▶ [Page excerpt]:
--------

At the beginning of Hunters of Gor, he frees a male slave in the House of Samos that he needs for a guide, and also quickly gives the man a slave girl that had been laughing at him while he was in chains.   Clearly, Tarl does not like seeing men forced into slavery, and has some personal experiences with it.  But, he always manages to fight his way to freedom.
So, I came up with the idea of inviting a “real Gorean” to the class.  I said he was a Gorean slaver living on Earth, and although he had a SL account, he did not come online often, and had only agreed to a twenty minute talk and a couple of questions.  It turned out to be a fun class and an interesting discussion.
However, in the two years of study since that event, I have managed to come up with a defense of female slavery in the online Gorean world without having to call upon a resident of a fictional planet to help me out.
We always go right to “consensual slavery.”  That idea says that it isn’t involuntary servitude if the person volunteers for it.  That is usually enough for us, but trust me, it is not a good answer for our critics, and it doesn’t make it easier to explain “slave girls” to our families and friends.  They see it as like bank robbers saying they just rob banks for fun, but don’t plan on really keeping the money, so it isn’t a bad thing.
It is easy enough to fall back on the “its just an online game” excuse, too.  After all, as I have pointed out many times,  people can love to play Grand Theft Auto, without being supporters of murder, mayhem, and theft.  After all it is just a computer game, what is the harm?
Our harshest critics, and especially given the political climate on Earth today, do not buy either of those excuses.  And actually, they shouldn’t.   Consent is seen as manipulation or brainwashing, or a misuse of authority, power, or emotional blackmail.  The girls are seen as victims, and their consent is only a visible symptom of some deep and untreated mental illness.

--------

▶ [Material supplied]:

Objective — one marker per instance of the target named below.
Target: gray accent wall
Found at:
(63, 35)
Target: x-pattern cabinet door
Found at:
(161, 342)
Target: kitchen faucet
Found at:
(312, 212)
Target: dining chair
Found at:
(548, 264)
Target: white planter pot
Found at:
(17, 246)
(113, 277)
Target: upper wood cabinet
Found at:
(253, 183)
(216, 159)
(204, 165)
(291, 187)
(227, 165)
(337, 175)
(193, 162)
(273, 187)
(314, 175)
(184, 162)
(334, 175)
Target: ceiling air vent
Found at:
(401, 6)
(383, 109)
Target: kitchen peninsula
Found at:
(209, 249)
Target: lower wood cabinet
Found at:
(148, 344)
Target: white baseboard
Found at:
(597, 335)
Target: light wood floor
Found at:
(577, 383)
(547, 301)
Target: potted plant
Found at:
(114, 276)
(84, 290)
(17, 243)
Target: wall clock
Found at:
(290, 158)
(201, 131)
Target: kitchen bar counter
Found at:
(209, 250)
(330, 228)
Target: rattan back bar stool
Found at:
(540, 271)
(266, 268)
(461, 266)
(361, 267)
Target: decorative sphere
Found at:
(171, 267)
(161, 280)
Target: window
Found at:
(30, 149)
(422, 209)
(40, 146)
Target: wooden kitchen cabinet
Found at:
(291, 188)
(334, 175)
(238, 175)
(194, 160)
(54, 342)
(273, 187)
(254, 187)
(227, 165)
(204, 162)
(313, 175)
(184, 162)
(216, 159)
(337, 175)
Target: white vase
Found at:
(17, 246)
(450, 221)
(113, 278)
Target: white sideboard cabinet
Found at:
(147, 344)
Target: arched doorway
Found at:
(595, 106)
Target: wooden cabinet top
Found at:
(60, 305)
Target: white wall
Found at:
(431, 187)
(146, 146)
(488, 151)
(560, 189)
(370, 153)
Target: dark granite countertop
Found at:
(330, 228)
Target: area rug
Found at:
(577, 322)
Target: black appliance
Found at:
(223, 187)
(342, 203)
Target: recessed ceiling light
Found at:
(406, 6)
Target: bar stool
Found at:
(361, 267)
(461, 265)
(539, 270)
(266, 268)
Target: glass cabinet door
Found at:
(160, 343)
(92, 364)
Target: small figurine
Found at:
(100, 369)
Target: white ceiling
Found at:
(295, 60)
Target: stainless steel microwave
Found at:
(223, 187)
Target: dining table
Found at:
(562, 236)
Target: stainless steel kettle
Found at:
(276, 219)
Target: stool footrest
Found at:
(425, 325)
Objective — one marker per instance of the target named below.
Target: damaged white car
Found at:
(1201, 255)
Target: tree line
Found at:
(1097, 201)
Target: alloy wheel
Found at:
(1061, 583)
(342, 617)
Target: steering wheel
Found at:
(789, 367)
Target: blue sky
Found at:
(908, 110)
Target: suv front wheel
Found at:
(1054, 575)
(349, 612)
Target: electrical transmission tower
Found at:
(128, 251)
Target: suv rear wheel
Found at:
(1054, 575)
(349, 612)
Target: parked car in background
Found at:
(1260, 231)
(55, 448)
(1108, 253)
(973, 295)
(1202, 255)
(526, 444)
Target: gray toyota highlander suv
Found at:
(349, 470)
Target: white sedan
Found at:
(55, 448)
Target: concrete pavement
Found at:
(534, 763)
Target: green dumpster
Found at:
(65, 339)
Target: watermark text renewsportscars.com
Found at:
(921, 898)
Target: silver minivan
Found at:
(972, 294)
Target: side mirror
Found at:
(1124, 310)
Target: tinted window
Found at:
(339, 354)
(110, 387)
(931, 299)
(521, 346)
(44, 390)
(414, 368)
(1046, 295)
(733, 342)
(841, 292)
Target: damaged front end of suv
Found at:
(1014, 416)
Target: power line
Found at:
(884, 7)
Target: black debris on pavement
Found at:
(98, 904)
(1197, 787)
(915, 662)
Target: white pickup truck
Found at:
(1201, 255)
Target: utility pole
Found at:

--------

▶ [Exercise goal]: In the passage on online Gorean roleplay, write out everything from "At the beginning" down to "help me out.".

▶ [Expected answer]:
At the beginning of Hunters of Gor, he frees a male slave in the House of Samos that he needs for a guide, and also quickly gives the man a slave girl that had been laughing at him while he was in chains.   Clearly, Tarl does not like seeing men forced into slavery, and has some personal experiences with it.  But, he always manages to fight his way to freedom.
So, I came up with the idea of inviting a “real Gorean” to the class.  I said he was a Gorean slaver living on Earth, and although he had a SL account, he did not come online often, and had only agreed to a twenty minute talk and a couple of questions.  It turned out to be a fun class and an interesting discussion.
However, in the two years of study since that event, I have managed to come up with a defense of female slavery in the online Gorean world without having to call upon a resident of a fictional planet to help me out.